◆ WORK INSTRUCTIONS: Can you continue the review of the Odachi notebook's look and feel below, picking up right after its final sentence?

Killer Notebooks’ Odachi: Look and Feel
What the Odachi adds in pure muscle it gives up in polish compared to Alienware’s Area-51 m17x and even ASUS’ G71. Granted, Killer Notebooks is a smaller boutique outfit, which puts it at the whim of style choices made by whitebook ODMs like Clevo, Armia, and Compal. In this case, Clevo’s D9C is tapped as the shell of choice for Killer Notebooks’ Odachi.
In contrast to the all-black Area-51, the Odachi sports a two-tone grey/black chassis that, by its very nature, is more generic. The notebook’s lid takes an 18-mil laminated graphic shield, adding a more custom feel to the chassis. This is something we’ve become accustomed to from certain resellers thanks to Intel’s CBB (Custom Building Block) initiative.
The ports on either side of the notebook match up well to the chassis. Unlike the Alienware’s flush body, the Odachi cuts in on the right and left sides underneath the available jacks and connectors. Aesthetically, the m17x looks more attractive. However, the stair-step cut into the Odachi’s chassis does serve as a good place to grip the heavy notebook.
With the lid open, you can see that Clevo clearly wasn’t going for the same flush-mounted touchpad. It’s instead recessed and surrounded by a chrome bevel. The keyboard does have good tactile response, though. And because this is a large desktop replacement, there’s naturally enough room for a full-sized keyboard and 10-ley number pad.

Recorded data
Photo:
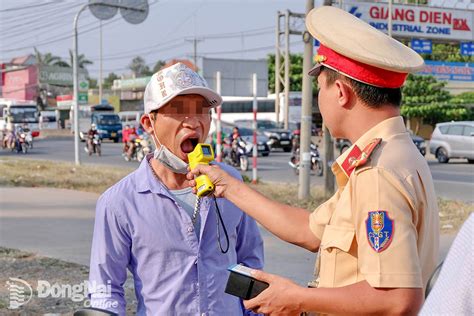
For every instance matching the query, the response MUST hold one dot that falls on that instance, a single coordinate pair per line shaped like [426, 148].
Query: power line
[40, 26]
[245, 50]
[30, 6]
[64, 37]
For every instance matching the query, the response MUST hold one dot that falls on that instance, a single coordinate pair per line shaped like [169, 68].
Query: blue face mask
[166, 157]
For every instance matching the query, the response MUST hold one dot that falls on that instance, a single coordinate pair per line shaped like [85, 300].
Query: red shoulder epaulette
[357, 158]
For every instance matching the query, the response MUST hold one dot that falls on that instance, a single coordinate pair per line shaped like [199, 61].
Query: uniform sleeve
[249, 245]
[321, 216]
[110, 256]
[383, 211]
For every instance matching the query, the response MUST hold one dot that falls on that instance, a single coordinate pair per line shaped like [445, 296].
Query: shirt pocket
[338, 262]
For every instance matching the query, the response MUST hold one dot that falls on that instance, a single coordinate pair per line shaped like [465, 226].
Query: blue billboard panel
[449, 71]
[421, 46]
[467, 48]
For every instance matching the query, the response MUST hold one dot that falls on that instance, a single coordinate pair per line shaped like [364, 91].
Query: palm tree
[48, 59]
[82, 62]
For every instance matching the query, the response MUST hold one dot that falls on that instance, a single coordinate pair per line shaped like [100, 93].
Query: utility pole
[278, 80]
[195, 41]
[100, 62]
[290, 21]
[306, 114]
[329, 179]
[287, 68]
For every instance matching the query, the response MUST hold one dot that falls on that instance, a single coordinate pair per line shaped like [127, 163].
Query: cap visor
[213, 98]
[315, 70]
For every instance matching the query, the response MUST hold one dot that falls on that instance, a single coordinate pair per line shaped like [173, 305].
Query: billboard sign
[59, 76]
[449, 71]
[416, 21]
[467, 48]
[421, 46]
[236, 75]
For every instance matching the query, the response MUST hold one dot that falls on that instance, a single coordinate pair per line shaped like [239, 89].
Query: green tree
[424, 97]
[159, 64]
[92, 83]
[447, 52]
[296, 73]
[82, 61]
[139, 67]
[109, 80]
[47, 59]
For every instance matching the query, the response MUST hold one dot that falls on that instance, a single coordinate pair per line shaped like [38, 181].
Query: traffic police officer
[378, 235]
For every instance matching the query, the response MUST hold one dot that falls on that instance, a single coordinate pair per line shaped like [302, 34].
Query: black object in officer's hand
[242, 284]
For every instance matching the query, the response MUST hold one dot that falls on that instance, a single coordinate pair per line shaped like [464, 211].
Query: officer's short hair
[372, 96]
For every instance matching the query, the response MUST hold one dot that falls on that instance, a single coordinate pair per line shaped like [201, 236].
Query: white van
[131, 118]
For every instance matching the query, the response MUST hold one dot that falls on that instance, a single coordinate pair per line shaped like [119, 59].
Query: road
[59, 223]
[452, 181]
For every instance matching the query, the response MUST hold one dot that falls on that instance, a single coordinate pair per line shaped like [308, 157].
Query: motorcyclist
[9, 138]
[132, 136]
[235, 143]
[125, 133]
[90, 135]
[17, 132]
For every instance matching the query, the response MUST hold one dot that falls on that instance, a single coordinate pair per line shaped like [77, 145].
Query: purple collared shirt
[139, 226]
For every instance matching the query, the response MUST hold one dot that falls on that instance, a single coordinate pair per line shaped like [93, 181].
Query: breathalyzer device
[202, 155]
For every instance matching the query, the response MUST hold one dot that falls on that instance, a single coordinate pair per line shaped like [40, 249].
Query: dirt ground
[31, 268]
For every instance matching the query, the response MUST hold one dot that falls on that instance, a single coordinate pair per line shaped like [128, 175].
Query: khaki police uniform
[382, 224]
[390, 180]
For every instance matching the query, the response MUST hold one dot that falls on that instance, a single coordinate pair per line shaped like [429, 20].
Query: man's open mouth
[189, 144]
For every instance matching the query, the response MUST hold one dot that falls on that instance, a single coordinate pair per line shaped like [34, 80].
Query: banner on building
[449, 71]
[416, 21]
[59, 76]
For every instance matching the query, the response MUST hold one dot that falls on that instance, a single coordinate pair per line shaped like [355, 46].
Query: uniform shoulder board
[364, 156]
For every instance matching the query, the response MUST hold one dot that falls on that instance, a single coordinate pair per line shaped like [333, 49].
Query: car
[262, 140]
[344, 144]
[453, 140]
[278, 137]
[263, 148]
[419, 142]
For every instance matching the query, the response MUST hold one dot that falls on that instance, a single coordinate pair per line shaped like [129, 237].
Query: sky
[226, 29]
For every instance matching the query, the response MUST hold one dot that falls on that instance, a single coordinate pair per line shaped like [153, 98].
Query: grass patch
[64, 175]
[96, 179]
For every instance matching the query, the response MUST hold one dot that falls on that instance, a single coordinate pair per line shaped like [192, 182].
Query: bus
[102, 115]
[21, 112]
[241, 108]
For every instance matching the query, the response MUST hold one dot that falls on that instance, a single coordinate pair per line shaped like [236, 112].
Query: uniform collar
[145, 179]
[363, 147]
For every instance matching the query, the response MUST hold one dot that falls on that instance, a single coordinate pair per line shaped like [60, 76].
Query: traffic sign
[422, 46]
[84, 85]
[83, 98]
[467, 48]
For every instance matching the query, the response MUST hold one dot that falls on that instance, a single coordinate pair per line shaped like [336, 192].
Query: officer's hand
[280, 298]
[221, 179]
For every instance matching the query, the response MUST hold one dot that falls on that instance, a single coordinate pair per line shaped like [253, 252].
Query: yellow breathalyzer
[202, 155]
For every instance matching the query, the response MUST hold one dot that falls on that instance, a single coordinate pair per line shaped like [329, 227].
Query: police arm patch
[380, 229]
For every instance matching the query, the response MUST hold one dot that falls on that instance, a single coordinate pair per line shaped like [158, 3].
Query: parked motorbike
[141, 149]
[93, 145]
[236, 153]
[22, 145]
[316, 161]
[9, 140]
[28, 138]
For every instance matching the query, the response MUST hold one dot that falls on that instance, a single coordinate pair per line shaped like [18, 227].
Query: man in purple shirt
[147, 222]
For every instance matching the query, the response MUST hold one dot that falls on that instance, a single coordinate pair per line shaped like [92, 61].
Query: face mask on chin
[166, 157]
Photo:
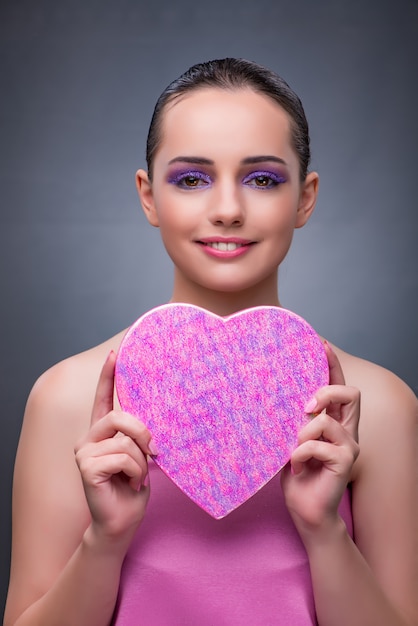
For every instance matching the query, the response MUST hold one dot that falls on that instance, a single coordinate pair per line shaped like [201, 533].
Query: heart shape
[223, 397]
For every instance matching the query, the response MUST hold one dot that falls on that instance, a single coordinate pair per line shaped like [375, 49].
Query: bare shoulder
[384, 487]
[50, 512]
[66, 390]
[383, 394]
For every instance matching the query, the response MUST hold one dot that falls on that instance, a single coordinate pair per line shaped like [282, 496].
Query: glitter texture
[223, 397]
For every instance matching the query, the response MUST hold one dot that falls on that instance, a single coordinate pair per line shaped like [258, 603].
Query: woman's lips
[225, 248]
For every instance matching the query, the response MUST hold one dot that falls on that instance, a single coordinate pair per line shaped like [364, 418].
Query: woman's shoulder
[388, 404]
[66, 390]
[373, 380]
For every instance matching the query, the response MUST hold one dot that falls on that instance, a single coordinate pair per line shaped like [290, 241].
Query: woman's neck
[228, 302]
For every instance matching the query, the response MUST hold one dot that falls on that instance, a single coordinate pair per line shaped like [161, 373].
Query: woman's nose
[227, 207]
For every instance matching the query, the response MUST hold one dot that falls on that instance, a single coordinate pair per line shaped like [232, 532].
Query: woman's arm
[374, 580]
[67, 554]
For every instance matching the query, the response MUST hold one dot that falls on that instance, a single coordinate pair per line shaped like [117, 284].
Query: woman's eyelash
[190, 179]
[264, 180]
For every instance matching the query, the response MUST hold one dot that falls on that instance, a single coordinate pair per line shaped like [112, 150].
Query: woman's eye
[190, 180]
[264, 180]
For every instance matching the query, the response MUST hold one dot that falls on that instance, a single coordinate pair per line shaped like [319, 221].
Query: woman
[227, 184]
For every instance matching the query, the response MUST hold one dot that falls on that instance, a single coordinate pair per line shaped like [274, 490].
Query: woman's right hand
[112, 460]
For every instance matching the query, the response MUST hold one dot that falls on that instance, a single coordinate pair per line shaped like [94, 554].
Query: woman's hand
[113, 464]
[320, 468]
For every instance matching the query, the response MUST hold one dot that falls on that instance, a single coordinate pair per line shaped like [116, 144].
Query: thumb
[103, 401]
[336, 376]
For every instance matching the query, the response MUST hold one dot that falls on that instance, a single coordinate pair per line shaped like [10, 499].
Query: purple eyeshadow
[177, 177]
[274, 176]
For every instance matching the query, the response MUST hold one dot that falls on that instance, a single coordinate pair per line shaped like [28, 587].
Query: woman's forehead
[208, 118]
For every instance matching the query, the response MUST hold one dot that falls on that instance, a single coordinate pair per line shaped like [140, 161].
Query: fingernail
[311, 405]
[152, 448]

◆ RESPONSE:
Our only other concern is ventilation. The Odachi, loaded with its desktop processor, three hard drives, and two 8800M GTX graphics cards, generates copious heat, which is exhausted from the chassis through four blowers. The quartet pulls air from vents on the bottom of the notebook. Although we didn’t have any heat problems on our test bench, it’d be conceivably pretty easy to block those vents and end up with insufficient cooling. At the very least, this probably isn’t a notebook you’ll want to use on your lap.
More Go-Fast Potential
The folks at Killer Notebooks obviously know they’re at a manufacturing disadvantage when it comes to the other former-boutique shops that have sold to larger vendors, such as Alienware and VoodooPC. To help bridge that gap between brains and beauty, Killer makes an extra effort to tune its notebooks for performance. In fact, the company originally sent its sample running a 64-bit copy of Vista Ultimate with several hours worth of tweaks applied, including optimizations for each installed application that’d milk the most performance from the quad-core CPU.
We formatted the machine to normalize on a 32-bit environment, but it’s still worth noting that our benchmark scores would have likely been higher had Killer Notebooks re-tuned the Odachi as it would have for a customer. In fact, the company says that if a customer sends his or her software to Killer Notebooks as his or her machine is being built, it’ll install and tweak the software to best utilize the hardware. Why didn’t we send the system back for another round of tweaks on our benchmark suite? As you’ll see, the performance results are already fairly compelling.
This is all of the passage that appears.